Content starts
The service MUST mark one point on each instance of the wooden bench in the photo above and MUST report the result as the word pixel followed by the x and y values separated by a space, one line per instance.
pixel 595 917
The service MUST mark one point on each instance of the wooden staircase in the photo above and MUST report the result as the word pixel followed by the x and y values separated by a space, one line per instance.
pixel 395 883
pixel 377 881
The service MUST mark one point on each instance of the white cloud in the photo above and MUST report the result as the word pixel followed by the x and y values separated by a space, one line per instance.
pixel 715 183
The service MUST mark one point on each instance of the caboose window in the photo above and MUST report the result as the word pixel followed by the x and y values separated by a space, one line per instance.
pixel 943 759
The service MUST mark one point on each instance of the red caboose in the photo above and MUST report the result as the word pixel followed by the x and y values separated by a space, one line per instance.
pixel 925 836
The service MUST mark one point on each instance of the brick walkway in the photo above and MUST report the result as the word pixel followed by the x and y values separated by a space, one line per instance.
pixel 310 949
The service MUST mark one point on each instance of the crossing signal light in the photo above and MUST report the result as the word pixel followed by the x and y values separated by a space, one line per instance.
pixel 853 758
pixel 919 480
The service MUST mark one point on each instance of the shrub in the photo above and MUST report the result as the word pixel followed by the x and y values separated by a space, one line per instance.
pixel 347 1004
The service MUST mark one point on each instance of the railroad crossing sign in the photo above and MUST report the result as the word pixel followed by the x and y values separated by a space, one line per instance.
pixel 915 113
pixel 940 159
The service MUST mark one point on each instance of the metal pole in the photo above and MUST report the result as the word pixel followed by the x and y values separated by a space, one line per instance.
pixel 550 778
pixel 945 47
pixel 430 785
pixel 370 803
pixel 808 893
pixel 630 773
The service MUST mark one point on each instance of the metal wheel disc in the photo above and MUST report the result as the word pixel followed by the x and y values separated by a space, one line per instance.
Content ends
PROBLEM REQUIREMENTS — Repeat exactly the lines of the records from the one containing "of the railroad" to the last, and include no line outside that stretch.

SOLUTION BELOW —
The service MUST mark one point on each instance of the railroad crossing sign in the photo above and MUST report the result as the word pixel followed by the x and y values separated by a space, one line per instance.
pixel 915 113
pixel 940 159
The service MUST mark one point on each instance of the metal pole in the photo above and MUST report the result as the word pixel followed by the x and y values separated by a space, one line per instance.
pixel 550 778
pixel 945 47
pixel 430 785
pixel 370 803
pixel 808 893
pixel 630 773
The service MUST mark one point on each instance of the metal wheel disc in the photo above and MUST report the result as the word pixel followed by the x and y values separated by a space, one line per instance.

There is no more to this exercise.